Task item:
Rewrite the part of the post about Wilmer McLean that opens with "Saturday, May 29, 2010" and closes with "on many levels.", putting "volumes" in place of "books".

Saturday, May 29, 2010

It Began and Ended At Wilmer McLean's

There is no reason to try to tell the story of the actual battles of the Civil War here in this medium. There are hundreds of excellent books on that subject, I can recommend several if you want to learn more. The most recent that I read on Lincoln, his presidency, his cabinet, and the war was "Team of Rivals" I strongly recommend it, truly and outstanding read on many levels.

The realities of the war was it was one of the most bloody and violent in the history of man with more than 600,000 who died, Americans all. To get a perspective on the loss of life, and the personal loss to American families, it would be the same as six million dying from today's population in war.

Part of the cause was a new bullet developed in France, known as the Mini-ball. This new bullet was used by both the Union and Confederacy. It was the first "bullet shaped" ammunition instead of the ball shaped of old, with the new concept of grooves cut in a spirally motion through the inside of the barrel of the weapon called "rifling" it made this a much more accurate ordinance than any used before. It was deadly accurate to six hundred yards. These new rifles and mini-balls were eight times faster to load than any used in previous wars as well.

When you add the modern weaponry to the archaic military strategies, where the two armies still would face each other on opposite sides of a battle field and fire upon each other, it led to massive numbers of dead and wounded. It did, by necessity create new battle field medical procedures. There were thousands of amputation, at first more men died of infection than the operation. Through the efforts of so many women who volunteered to help nurse in these military medical units, and the never ending supply of newly injured arriving, the new ideas of triage taking those who were more critical but possible to save first came into being. The demands of Clara Barton, later the founder of the American Red Cross, that the hospitals kept fresh bandages available and that they kept the wounds clean and old soiled bandages replaced, cut the death rate to a small fraction of what it had been.

All wars are violent, the purpose of armies once turned loose on each other is to kill people and break things. This was no different, it was just fought in our own country against ourselves assuring that even winning would involve massive loss. Mistakes were made on both sides, but the bravery and heroism displayed by so many have been there to inspire us as well.

At the end of the war, Wilmer McLean stood on the front porch of his two-story brick house awaiting the arrival of General Robert E Lee. In the early afternoon on that day, General Lee, accompanied by Colonel Charles Marshall, arrived on horseback. Wil extended his greetings to the two Confederate officers and invited them into his parlor. And there, on April 9, 1865, they awaited the arrival of the other guests. At about 1:30pm, General Grant and several of the Union officers entered the parlor where General Lee was waiting. For the next hour and a half, General Lee and General Grant discussed and came to agreement on the terms of surrender of the Confederate Army of Northern Virginia, which, for all practical purposes, ended the long, bloody war.

Wil, a retired Major in the Virginia militia, was too old to be conscripted when that Civil War began. For the majority of the war, he was a merchant primarily dealing in the buying and selling of sugar, but, at the outset of the war in 1861, he was a farmer living in northern Virginia with his family. The war struck close to home early on and McLean moved his family from northern to central Virginia out of concern for their safety, settling eventually in the home at Appomattox Court House.

The First Battle of Manassas (Bull Run) took place on Wilmer McLean’s farm on July 21, 1861 and inspired the move. So, in a most unusual twist of fate, the Civil War started in McLean’s backyard in 1861 and ended in his parlor in 1865. So Wilmer McLean and his family had a front row seat to both the beginning and end of the war.

Data to examine:
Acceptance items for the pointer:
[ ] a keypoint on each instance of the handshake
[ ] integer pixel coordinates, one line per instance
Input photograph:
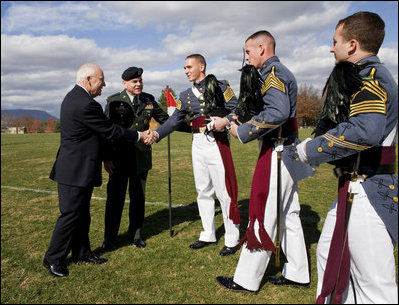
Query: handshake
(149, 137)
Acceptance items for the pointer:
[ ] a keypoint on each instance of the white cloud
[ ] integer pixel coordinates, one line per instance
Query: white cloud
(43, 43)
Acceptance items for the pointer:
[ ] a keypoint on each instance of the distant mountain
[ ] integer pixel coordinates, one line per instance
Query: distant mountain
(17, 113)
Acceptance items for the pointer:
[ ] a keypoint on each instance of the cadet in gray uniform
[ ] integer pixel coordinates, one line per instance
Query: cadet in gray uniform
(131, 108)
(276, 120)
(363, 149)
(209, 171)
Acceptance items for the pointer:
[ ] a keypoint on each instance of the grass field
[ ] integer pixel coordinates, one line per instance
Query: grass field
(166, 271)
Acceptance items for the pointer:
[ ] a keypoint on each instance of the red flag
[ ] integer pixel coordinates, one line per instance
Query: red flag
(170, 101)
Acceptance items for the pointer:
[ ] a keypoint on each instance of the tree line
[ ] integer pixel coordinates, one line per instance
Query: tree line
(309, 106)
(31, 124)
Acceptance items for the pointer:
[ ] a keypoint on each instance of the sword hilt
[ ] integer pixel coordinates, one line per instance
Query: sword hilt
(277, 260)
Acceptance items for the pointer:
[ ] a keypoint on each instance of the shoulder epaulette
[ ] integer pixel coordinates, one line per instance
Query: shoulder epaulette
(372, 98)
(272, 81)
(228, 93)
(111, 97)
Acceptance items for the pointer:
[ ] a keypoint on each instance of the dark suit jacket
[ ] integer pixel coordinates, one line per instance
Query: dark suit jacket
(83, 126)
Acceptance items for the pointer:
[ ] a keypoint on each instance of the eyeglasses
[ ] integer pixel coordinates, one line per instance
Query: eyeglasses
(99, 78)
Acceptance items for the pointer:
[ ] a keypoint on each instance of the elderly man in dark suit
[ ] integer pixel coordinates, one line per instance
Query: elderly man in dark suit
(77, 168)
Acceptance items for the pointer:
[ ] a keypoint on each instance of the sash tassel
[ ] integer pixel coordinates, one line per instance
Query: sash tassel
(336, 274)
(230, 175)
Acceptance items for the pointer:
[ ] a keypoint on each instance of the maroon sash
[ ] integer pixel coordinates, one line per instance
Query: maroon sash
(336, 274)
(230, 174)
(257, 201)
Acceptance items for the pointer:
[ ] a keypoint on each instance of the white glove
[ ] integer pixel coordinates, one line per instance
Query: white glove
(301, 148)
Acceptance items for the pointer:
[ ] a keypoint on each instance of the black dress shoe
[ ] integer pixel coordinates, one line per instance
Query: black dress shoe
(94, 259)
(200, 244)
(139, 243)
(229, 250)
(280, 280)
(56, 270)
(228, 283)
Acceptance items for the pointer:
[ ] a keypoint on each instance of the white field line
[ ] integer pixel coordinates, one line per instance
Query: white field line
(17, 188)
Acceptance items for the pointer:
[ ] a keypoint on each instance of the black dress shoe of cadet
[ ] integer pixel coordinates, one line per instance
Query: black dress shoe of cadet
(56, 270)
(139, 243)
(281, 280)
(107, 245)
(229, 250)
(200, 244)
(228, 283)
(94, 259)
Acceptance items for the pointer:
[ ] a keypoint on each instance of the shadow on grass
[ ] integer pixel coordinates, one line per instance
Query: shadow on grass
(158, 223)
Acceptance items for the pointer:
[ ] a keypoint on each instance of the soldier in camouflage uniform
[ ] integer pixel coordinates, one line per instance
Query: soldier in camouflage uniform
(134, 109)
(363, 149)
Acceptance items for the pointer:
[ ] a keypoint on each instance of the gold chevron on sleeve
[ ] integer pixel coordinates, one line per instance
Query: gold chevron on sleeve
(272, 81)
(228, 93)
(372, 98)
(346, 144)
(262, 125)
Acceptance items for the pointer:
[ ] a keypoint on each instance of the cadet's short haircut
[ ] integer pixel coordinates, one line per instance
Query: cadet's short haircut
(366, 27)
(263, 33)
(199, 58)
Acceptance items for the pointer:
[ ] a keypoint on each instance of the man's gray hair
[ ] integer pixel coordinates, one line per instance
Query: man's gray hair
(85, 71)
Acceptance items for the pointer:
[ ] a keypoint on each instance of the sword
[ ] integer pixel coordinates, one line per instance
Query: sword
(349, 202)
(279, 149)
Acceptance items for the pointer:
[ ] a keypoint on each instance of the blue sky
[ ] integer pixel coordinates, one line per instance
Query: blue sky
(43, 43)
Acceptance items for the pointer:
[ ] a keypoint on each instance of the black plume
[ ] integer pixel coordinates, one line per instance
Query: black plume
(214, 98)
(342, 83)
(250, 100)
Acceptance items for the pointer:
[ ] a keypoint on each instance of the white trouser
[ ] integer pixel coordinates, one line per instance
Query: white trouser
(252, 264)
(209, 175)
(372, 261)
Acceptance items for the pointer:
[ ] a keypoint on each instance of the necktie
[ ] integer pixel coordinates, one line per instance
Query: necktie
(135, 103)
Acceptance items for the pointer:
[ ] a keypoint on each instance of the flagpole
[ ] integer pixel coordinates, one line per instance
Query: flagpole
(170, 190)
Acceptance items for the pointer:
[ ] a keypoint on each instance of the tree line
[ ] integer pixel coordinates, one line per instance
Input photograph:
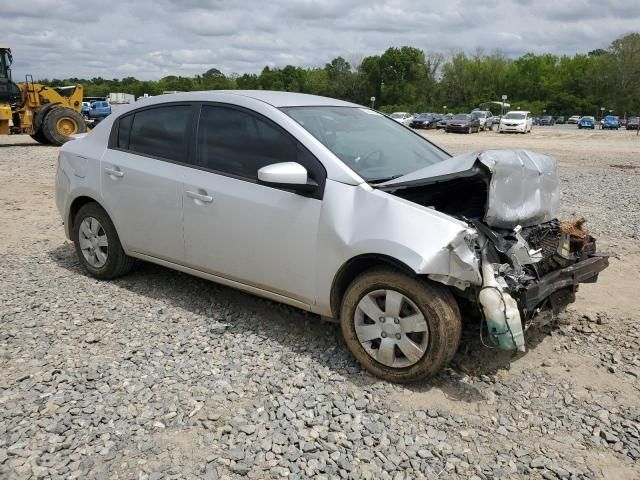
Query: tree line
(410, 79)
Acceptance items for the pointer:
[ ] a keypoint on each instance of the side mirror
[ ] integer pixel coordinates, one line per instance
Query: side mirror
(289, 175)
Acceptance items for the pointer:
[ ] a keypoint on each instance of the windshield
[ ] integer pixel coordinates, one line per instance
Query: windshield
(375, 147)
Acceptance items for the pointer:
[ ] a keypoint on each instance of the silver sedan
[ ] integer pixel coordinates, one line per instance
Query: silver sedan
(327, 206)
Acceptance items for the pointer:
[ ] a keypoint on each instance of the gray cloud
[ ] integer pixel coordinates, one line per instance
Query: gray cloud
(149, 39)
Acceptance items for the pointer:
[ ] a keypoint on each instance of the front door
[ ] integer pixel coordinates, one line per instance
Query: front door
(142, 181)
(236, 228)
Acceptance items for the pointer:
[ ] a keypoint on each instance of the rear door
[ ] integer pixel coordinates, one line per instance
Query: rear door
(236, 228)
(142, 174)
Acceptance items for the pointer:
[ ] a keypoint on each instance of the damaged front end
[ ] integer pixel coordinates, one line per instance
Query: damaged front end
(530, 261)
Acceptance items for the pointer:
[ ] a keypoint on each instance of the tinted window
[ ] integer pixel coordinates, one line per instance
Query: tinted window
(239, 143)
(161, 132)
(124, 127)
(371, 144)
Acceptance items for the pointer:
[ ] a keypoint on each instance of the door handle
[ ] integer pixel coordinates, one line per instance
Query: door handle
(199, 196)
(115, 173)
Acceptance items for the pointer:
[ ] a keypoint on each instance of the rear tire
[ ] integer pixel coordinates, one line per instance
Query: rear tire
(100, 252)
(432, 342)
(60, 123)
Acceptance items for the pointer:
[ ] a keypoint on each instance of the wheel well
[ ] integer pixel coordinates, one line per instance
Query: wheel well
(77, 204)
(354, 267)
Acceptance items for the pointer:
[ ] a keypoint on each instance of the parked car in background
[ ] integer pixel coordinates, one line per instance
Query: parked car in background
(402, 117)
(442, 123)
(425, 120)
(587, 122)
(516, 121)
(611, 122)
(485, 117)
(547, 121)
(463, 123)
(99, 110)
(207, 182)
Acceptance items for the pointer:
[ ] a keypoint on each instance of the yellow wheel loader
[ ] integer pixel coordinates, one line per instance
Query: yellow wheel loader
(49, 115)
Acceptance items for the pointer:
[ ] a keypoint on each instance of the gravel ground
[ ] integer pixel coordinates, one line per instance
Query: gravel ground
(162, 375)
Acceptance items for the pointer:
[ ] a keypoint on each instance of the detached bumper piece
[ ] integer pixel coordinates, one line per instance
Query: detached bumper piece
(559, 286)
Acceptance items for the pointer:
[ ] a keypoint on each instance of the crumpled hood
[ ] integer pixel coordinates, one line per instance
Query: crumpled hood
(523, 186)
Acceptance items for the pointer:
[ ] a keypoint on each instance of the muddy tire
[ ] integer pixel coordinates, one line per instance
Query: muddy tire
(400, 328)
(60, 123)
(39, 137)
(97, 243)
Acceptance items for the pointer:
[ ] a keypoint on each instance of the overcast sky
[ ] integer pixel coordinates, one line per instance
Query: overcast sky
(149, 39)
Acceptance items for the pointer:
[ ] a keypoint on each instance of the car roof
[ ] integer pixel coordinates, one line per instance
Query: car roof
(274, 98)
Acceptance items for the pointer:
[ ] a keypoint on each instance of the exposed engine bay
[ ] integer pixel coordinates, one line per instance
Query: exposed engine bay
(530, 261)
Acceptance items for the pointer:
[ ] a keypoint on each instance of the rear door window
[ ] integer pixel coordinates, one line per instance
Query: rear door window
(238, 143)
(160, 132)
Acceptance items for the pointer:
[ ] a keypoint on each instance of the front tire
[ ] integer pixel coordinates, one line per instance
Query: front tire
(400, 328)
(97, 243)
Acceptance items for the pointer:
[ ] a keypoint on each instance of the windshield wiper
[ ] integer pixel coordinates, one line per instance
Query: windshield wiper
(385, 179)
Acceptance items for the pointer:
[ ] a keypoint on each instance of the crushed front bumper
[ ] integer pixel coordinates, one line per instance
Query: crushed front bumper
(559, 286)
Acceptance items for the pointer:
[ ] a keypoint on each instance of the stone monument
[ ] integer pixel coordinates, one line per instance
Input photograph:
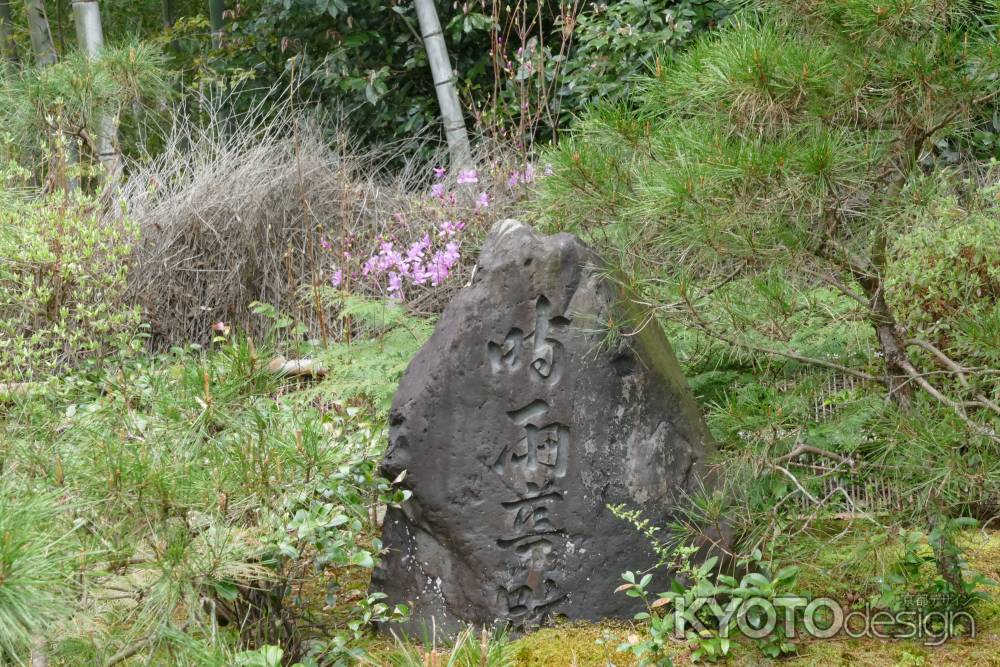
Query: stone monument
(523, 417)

Answer space:
Saturday, May 29, 2010

It Began and Ended At Wilmer McLean's

There is no reason to try to tell the story of the actual battles of the Civil War here in this medium. There are hundreds of excellent volumes on that subject, I can recommend several if you want to learn more. The most recent that I read on Lincoln, his presidency, his cabinet, and the war was "Team of Rivals" I strongly recommend it, truly and outstanding read on many levels.